▶ [Task]: Nothing in the listing below should change; retype it as is.

Provided information Start Marker

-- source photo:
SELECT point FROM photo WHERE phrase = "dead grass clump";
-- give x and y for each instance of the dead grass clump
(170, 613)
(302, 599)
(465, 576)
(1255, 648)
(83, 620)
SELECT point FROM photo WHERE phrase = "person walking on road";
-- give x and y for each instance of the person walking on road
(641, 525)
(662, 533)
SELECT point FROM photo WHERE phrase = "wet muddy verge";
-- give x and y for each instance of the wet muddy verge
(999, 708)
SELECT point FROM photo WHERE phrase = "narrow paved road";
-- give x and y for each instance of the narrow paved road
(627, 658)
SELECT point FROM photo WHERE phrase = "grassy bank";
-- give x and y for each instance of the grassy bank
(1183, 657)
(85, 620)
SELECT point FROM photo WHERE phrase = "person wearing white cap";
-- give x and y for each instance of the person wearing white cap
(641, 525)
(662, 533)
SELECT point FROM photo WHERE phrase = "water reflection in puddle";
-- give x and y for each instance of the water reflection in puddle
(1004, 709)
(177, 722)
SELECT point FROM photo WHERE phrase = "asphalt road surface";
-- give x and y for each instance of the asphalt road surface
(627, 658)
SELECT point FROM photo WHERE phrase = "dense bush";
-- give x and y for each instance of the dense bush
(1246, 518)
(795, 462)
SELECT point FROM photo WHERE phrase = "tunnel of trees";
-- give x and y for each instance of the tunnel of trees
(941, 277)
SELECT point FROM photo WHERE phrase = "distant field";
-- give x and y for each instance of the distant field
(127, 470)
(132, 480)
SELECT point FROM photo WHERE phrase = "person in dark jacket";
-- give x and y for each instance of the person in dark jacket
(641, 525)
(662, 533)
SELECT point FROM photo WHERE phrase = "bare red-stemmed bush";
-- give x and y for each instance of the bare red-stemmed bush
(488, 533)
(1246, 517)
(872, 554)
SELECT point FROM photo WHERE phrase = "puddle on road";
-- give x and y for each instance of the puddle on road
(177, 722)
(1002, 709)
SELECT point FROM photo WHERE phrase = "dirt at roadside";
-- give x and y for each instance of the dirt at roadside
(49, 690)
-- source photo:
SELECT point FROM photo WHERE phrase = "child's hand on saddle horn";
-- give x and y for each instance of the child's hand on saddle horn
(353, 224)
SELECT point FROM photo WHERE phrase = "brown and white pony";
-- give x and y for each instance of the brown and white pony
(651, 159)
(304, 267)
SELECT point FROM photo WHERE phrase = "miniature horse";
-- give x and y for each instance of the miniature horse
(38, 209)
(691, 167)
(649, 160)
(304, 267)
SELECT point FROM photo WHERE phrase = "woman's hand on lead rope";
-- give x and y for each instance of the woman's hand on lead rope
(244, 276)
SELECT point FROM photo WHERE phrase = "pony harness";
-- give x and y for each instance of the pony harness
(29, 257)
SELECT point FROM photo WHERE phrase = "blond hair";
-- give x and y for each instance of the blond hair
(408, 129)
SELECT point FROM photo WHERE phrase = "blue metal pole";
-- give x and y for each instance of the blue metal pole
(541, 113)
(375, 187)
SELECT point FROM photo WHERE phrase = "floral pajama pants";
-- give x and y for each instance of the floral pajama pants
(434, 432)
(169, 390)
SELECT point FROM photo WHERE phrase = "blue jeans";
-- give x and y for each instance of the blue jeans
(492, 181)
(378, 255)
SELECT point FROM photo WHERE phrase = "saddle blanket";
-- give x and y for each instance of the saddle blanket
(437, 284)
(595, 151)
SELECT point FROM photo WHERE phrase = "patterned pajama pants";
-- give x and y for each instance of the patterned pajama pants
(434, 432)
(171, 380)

Provided information End Marker

▶ [Written answer]:
-- source photo:
SELECT point FROM photo WHERE phrase = "dead grass clump";
-- give x and y for each instance of the dead grass clump
(170, 613)
(302, 599)
(465, 576)
(1255, 648)
(83, 620)
SELECT point FROM photo WHERE phrase = "person walking on road";
-- give x and y for each instance of the person walking on road
(641, 525)
(662, 533)
SELECT point FROM photo WHERE phrase = "wet muddy verge";
-- give x and y for each instance of the wet muddy verge
(999, 708)
SELECT point FROM photo WHERE phrase = "narrow paved road";
-- give x and y for each instance of the narrow paved road
(627, 658)
SELECT point FROM photo WHERE phrase = "grassy bank";
-- give x and y for each instance of the grassy bank
(1183, 657)
(85, 620)
SELECT point FROM photo WHERE phrase = "person wearing white cap";
-- give x and y for each instance of the person wearing white cap
(641, 525)
(662, 533)
SELECT point FROM photo WHERE phrase = "water reflection in puddle";
-- give x and y for each instance of the water reflection in puddle
(1004, 709)
(177, 722)
SELECT point FROM photo WHERE phrase = "asphalt road surface";
-- give x and y for each instance of the asphalt road surface
(627, 658)
SELECT point FROM photo WHERE phrase = "dense bush";
-- give x and y for each instance of the dense bush
(1246, 518)
(795, 462)
SELECT point FROM photo WHERE phrase = "tunnel of trees";
-- give x and y for each instance of the tunnel of trees
(941, 277)
SELECT point FROM photo WHERE phrase = "distant field";
-- give x and y for each instance of the distant field
(127, 470)
(132, 480)
SELECT point FROM photo WHERE phrase = "person in dark jacket";
-- give x and y for each instance of the person in dark jacket
(641, 525)
(662, 533)
SELECT point FROM photo WHERE phrase = "bare red-stemmed bush";
-- give x and y for each instance of the bare red-stemmed bush
(488, 533)
(1246, 517)
(872, 554)
SELECT point FROM photo WHERE phrase = "puddle on road";
-- give x and y for each instance of the puddle on road
(177, 722)
(1002, 709)
SELECT point FROM photo WHERE phrase = "dirt at roadside";
-- give x and y for each instance of the dirt at roadside
(49, 690)
-- source photo:
SELECT point FROM photo WHERE phrase = "child's hand on saddle horn";
-- give x and y for each instance of the child's hand on saddle horn
(353, 224)
SELECT point FROM photo WHERE phrase = "brown and white pony";
-- give x and y for each instance of the brown and white pony
(651, 159)
(304, 267)
SELECT point FROM photo WHERE phrase = "miniature horse";
-- give x and y for each instance of the miniature horse
(38, 209)
(691, 167)
(649, 160)
(304, 267)
SELECT point FROM photo WHERE phrase = "woman's hand on lead rope";
-- give x and y for each instance of the woman's hand on lead rope
(244, 276)
SELECT point FROM photo WHERE phrase = "pony harness";
-- give x and y for each instance of the pony harness
(29, 257)
SELECT point FROM photo WHERE phrase = "blond hair";
-- give x and y for each instance of the blond hair
(408, 129)
SELECT point FROM photo WHERE phrase = "blue metal pole";
-- give x and y for each instance of the blue metal pole
(541, 113)
(375, 187)
SELECT point FROM photo WHERE phrase = "floral pajama pants";
-- give x and y for each instance of the floral pajama pants
(434, 432)
(169, 390)
SELECT point FROM photo WHERE phrase = "blue jeans";
-- give x and y for each instance of the blue jeans
(492, 181)
(378, 255)
SELECT point FROM photo WHERE phrase = "saddle blanket";
-- give x and y for each instance of the saddle blanket
(437, 284)
(595, 151)
SELECT point FROM photo WHERE phrase = "patterned pajama pants";
-- give x and y for each instance of the patterned pajama pants
(434, 432)
(171, 380)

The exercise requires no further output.